> [Provided passage]:
- - - -

The God revealed in Jesus Christ is the God who pours out His life for the world. God became human so that He could drink to the dregs the bitterest cup people can prepare for each other — rejection, betrayal, humiliation, physical suffering, painful death.

Our God is not a God Who causes suffering by punishing His enemies. Our God is the God Who takes into Himself the world’s suffering that we have created. God overcomes evil and death, not by fighting it as we would want to fight it, but by giving Himself up to it.

It’s important to say that Jesus did not just submit to evil. Jesus overcame evil by submitting to it. The point is to overcome evil and death. Submitting to it is how evil can be overcome. It’s the only way it can be overcome. We cannot overcome evil by becoming part of it, by using the same methods of violence and exclusion that evil uses.

Two things happen as we pattern our lives on overcoming evil by submitting to it.

First, something happens in us. We become disciples of Jesus. 1,891 years ago, in the year 115 AD, Ignatius, the Bishop of Antioch, was arrested for being a Christian and was taken from Antioch in Syria to Rome so that he could be executed by being thrown to wild beasts.

- - - -

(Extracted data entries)

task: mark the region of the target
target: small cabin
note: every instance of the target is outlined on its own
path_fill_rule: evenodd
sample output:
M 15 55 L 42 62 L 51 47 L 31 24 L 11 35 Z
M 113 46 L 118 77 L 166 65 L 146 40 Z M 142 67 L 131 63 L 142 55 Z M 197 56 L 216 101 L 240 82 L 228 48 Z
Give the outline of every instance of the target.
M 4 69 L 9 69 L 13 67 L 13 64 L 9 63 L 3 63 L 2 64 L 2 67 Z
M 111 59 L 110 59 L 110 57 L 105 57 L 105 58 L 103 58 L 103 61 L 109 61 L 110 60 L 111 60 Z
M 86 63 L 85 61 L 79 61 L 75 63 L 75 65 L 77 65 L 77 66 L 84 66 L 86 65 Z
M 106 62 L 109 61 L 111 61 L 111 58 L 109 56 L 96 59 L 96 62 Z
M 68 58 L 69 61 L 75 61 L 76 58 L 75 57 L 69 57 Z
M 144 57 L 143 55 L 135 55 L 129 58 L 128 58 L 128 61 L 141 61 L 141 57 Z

- - - -

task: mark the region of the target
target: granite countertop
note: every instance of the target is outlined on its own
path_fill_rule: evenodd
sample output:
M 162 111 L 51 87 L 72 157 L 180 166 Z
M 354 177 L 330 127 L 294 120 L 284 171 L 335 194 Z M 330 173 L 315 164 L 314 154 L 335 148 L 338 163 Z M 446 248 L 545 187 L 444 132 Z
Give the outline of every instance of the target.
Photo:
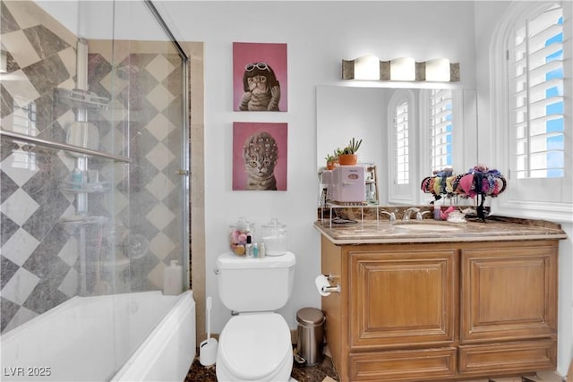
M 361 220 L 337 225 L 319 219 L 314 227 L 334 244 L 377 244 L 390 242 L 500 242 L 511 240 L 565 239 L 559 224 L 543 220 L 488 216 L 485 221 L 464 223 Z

- - - -

> [Problems to work on]:
**A)** List the things that the passage on God's suffering in Christ names as the bitterest cup people can prepare for each other.
**B)** Continue the passage on God's suffering in Christ, starting after its final sentence.

> [Per-task answers]:
**A)** rejection, betrayal, humiliation, physical suffering, painful death

**B)**
During the long sea journey he wrote, “Now as a prisoner I am learning to give up my own wishes. All the way from Syria to Rome I am already fighting wild beasts, by land and by sea, by day and by night, chained as I am to ten leopards, I mean the detachment of soldiers who guard me. The better you treat them, the worse they become. I am more and more trained in discipleship by their mistreatment of me.”

That’s the first thing that happens when we follow Jesus by striving to overcome evil by submitting to it: we learn what it means to become a disciple. We learn to give up our own wishes that are contrary to God’s will, as the hymn says, “Until my heart is pure, until with thee I will one will, to do or to endure.”

The first thing happens in us: we become disciples. The second thing happens in the world: through us God overcomes evil. God overcame death because Jesus submitted to it. The early Christians attracted people to the Faith by how they submitted themselves to suffering and death.

In our own time, that’s what happened with the civil rights movement. If the marchers had taken guns with them to shoot the police and their opponents, evil would have been perpetuated, not overcome. Resisting evil by submitting to it is God’s way of overcoming it. God’s power is made perfect in our weakness. So the first step in overcoming evil is to become weak in the way the world counts weakness, so that we can become strong with the strength that God supplies.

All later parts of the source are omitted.